_WHAT IS ASKED_:
(a) In the GBAA State Field forum thread below, which club is hosting the 2014 GBAA State Field?
(b) Continue the GBAA State Field forum thread below, starting after its final line.

_SELECTION_:

[BEGIN]

# GBAA State Field June 21-22 Who's In?



## red1691 (May 28, 2014)

We The Ogeechee Bowmen of Savannah will be hosting the 2014 GBAA State Field and the 2014 NFAA Southeastern Field  at our Home range in Scott Stell Park. Check our club web site for map in contact tab www.ogeecheebowmen.com . Here are the registration forms, or you can find them under the news tab on our web site


----------



## gretchp (May 29, 2014)

so do i have to complete both forms? both fees? adult female compound shooter.....


----------



## Archery Mom (May 29, 2014)

You can compete in one or both.. You do not have to compete in both. One is the state Championship and the other is the Southeastern (where there are multiple shooting sites and the scores are compiled to determine the winners)


----------



## red1691 (May 29, 2014)

As Archery Mom said, If you only want to shoot the GBAA State Field you only have to fill out the GBAA registration form and mail it in, if one only wants to shoot the NFAA Sectional they would fill it out, and mail it in, IF you want to shoot in both you will need to fill out both and mail them both in. + the fees for either one or both, how ever one choose's..


----------



## Monster02 (May 30, 2014)

I'm there!!


----------



## watermedic (May 30, 2014)

Thought you was in Kentucky??





HaHa!!


----------



## Tracker1 (Jun 5, 2014)

Bump!!!


----------



## Tracker1 (Jun 5, 2014)

Do you have a physical address for the range I can put into my GPS?


----------



## watermedic (Jun 5, 2014)

L. Scott Stell Park
156 Louis Scott Stell Jr Park Rd
 Savannah, GA 31419


----------



## Archery Mom (Jun 5, 2014)

whatcha cooking Ricky?


----------



## oldgeez (Jun 5, 2014)

if I can get a ride


----------



## red1691 (Jun 6, 2014)

[END]

_ITEMS_:
[BEGIN]

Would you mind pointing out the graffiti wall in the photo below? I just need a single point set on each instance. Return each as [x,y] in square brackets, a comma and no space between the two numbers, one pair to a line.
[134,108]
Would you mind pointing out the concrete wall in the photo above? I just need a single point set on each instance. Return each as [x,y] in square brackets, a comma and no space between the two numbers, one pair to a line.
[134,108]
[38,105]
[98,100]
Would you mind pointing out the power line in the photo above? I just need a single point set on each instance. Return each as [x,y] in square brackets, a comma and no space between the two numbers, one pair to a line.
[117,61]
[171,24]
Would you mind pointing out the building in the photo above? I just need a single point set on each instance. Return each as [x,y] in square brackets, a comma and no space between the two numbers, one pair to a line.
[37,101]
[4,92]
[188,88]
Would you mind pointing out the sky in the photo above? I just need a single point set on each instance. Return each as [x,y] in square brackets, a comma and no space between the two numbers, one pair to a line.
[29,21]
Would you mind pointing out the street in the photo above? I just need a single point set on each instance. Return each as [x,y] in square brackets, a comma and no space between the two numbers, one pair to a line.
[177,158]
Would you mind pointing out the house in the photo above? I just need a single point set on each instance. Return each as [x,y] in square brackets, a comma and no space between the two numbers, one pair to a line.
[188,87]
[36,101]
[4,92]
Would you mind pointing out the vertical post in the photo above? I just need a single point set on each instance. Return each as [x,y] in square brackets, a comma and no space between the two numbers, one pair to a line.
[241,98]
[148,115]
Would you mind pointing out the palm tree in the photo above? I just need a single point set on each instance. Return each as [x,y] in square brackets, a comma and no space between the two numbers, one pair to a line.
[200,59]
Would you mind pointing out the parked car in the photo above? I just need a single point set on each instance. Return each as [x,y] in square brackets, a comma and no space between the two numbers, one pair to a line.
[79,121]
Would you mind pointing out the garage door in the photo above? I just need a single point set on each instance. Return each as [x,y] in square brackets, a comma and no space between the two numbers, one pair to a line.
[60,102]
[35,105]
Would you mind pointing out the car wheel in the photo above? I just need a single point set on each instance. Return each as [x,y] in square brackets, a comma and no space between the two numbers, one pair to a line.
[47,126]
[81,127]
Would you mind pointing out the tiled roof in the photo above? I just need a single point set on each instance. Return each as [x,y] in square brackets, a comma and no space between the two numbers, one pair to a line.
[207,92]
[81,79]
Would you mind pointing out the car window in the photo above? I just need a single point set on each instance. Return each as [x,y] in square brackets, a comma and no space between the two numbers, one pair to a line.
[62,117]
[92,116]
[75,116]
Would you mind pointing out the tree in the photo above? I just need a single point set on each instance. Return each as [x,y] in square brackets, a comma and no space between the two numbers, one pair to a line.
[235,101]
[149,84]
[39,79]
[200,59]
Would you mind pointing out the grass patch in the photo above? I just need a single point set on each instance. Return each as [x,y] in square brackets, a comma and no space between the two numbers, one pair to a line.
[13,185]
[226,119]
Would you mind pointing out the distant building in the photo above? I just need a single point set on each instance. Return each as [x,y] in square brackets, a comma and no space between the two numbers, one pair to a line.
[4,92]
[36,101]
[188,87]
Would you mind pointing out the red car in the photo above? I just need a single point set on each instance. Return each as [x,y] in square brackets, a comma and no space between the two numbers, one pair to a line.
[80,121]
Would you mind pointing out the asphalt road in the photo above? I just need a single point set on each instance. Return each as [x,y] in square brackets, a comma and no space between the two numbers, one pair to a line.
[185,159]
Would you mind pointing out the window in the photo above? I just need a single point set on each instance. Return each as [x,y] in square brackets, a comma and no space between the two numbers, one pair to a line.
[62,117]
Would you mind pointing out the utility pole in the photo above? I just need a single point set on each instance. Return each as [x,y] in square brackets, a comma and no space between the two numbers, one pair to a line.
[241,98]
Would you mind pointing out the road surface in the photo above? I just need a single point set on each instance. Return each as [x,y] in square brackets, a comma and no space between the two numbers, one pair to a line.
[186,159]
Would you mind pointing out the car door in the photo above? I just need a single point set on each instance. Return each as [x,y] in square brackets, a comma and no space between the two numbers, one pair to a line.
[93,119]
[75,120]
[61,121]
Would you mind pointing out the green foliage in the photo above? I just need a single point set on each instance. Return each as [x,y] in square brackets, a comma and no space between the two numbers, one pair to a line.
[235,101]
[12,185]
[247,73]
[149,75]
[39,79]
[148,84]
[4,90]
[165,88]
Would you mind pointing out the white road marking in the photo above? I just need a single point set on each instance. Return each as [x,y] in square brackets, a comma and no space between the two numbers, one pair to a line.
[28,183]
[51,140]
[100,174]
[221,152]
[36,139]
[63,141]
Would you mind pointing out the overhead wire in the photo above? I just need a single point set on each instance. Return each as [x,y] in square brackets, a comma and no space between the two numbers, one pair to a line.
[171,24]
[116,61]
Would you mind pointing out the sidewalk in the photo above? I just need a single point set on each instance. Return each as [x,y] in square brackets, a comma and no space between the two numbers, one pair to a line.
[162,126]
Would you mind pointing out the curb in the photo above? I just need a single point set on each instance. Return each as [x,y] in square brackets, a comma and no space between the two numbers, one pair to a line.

[END]

_ANSWERS TO THE PROBLEMS_:
(a) The Ogeechee Bowmen of Savannah

(b)
Archery Mom said:


> whatcha cooking Ricky?



Not 100% sure just yet, still working on an adequate cheep(FREE) cook! But as it stands right now, 1/3 lb burgers, Drunken Brats & onions, Hot dogs!


----------



## red1691 (Jun 6, 2014)

Thanks for the Bump, and Range Location You'll!!!


----------



## red1691 (Jun 9, 2014)

The Range is ready, and the targets are pasted up with aiming dots on the Animal round!
Need to get those pre-registrations in to save on the late fee!


----------



## oldgeez (Jun 10, 2014)

I can't figure out how to preregister on the new web site?????


----------



## PATfromPA (Jun 11, 2014)

I was planning on going, however car issues have dipped into my archery account for this trip :'(


----------



## Big John (Jun 11, 2014)

We should have a few LOGA shooting!!!

Oldgeez We are working on that as we speak!!!


----------



## red1691 (Jun 11, 2014)

oldgeez said:


> I can't figure out how to preregister on the new web site?????



You just have to do it the old fashion way, print off and mail, or download fill in and email to host club.

In reality all registrations should go to the Host Club Not the GBAA! The Host Club and there officers is who is to run the shoots, not the GBAA Officers, they are there to support the host club if needed!


----------



## red1691 (Jun 14, 2014)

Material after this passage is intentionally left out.